Pull out every line in the rows below that contains the string "brown", copying each one unchanged.

________________

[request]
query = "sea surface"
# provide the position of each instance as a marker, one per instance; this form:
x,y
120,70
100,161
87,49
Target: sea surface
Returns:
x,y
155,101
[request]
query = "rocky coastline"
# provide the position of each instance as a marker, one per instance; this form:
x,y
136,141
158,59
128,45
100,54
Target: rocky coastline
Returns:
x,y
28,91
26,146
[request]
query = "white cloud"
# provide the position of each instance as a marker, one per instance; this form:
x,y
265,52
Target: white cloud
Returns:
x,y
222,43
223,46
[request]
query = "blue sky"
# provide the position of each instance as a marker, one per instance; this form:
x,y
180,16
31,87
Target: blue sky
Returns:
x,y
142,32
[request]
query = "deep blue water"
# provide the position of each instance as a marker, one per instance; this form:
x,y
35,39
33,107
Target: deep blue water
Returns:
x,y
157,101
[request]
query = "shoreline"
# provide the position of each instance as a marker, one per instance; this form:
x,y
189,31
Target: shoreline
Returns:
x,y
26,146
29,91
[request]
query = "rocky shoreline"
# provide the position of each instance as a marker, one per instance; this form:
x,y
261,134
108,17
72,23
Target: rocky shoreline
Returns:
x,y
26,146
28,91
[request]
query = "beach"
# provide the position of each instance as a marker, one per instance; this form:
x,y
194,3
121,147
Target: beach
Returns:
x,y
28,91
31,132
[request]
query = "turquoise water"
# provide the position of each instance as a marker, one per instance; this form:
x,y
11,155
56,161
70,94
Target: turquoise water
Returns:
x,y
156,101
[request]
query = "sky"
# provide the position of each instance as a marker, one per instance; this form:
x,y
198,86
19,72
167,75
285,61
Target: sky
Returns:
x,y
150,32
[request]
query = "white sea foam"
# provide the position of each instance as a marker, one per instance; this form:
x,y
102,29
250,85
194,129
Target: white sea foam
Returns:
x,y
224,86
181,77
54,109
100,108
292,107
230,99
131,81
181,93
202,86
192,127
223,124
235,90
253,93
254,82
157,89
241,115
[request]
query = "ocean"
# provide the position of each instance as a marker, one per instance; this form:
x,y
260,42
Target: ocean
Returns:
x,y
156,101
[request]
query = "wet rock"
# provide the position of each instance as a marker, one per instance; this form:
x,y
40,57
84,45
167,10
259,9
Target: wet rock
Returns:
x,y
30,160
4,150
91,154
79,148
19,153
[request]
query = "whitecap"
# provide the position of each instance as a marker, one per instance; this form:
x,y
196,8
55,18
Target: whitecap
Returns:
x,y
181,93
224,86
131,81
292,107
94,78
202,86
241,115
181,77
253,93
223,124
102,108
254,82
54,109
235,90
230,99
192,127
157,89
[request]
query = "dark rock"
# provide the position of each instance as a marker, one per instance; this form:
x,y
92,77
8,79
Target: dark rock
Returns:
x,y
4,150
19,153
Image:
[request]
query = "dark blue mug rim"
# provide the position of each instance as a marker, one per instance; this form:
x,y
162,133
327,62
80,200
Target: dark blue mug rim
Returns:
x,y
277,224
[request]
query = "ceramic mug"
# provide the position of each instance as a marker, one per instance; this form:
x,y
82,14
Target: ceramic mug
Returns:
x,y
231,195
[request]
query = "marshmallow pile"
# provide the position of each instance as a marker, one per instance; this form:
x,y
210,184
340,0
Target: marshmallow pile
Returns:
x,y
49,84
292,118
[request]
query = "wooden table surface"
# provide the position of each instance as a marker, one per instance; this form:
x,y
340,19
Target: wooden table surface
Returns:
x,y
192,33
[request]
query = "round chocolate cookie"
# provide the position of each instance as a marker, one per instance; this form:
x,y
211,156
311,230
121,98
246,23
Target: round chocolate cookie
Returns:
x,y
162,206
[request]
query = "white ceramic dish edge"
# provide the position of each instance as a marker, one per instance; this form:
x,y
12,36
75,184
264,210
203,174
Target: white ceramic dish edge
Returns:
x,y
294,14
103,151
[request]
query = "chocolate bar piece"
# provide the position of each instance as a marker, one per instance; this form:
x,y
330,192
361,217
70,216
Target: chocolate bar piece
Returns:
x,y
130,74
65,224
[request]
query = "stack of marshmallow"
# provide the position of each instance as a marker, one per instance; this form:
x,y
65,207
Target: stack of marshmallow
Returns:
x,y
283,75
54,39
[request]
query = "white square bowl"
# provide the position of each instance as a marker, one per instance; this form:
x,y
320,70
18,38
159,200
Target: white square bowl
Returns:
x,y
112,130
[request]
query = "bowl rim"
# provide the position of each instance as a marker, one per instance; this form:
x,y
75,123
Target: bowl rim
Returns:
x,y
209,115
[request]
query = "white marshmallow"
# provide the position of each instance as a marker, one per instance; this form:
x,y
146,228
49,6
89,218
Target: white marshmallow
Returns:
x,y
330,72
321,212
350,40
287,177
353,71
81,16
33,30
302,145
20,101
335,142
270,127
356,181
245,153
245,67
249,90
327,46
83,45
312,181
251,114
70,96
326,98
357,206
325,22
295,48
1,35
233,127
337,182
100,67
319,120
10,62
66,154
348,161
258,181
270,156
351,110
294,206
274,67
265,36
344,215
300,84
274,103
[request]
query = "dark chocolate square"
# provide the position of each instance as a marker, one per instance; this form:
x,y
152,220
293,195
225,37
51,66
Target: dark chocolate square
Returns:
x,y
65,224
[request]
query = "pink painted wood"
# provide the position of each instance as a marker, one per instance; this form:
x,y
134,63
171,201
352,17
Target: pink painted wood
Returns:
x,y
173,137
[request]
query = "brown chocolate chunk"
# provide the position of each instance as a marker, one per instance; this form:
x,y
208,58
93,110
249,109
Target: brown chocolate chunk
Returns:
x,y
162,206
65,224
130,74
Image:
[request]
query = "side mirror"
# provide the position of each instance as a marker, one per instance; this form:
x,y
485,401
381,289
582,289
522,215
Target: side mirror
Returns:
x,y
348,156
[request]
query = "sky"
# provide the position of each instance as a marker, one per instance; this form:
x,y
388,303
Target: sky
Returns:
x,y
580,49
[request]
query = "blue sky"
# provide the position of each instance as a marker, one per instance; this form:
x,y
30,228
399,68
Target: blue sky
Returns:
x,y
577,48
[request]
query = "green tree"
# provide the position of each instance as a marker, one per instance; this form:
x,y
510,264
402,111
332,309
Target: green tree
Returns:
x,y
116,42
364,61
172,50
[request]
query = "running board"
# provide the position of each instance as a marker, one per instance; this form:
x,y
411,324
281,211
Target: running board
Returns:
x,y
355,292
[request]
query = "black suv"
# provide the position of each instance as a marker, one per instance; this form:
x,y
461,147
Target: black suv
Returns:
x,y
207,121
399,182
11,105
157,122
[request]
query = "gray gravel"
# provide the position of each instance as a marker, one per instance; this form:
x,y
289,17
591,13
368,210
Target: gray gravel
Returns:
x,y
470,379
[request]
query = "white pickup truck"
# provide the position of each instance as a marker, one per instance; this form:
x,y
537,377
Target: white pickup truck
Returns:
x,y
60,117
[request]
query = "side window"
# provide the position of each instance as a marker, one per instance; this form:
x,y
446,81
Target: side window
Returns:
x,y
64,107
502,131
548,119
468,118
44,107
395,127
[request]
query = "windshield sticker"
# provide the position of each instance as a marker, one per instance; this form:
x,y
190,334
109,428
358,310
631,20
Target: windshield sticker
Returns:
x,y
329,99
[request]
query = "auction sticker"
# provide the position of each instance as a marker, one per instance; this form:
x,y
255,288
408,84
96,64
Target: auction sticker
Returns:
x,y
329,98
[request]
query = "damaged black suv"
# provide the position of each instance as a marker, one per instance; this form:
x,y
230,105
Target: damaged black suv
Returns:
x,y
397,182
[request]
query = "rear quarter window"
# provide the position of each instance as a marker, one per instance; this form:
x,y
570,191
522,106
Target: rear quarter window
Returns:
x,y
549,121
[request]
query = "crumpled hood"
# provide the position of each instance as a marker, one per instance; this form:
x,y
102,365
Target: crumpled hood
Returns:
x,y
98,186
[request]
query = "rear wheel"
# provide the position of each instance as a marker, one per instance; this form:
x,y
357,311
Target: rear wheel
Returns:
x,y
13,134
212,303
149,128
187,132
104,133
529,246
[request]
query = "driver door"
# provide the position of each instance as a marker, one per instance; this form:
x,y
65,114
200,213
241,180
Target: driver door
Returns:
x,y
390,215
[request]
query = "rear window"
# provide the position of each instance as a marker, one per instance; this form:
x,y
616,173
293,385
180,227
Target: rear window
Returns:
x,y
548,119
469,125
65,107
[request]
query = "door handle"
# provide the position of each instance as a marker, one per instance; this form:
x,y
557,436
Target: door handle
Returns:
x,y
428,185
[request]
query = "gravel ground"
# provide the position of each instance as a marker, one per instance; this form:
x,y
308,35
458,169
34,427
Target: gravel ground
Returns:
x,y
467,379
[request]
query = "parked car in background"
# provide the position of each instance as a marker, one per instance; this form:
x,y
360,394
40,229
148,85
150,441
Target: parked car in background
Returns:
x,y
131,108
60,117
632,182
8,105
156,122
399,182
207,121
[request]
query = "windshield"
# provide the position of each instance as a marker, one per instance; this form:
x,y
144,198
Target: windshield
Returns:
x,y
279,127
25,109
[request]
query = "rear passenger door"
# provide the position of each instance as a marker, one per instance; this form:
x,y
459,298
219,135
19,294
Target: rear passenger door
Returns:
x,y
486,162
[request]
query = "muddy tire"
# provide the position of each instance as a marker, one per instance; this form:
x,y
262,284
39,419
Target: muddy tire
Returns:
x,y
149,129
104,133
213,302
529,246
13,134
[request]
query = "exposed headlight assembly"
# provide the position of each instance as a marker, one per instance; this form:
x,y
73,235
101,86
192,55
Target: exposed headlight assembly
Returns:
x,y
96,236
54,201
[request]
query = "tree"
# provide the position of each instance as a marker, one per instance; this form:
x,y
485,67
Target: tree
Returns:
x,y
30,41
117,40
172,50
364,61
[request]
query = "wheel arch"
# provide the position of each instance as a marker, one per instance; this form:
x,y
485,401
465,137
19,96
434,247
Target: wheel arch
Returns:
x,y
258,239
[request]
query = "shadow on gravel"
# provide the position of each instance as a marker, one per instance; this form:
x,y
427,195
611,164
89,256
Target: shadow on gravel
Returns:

________________

__RIGHT ANSWER__:
query = "brown chocolate chunk"
Target: brown chocolate chunk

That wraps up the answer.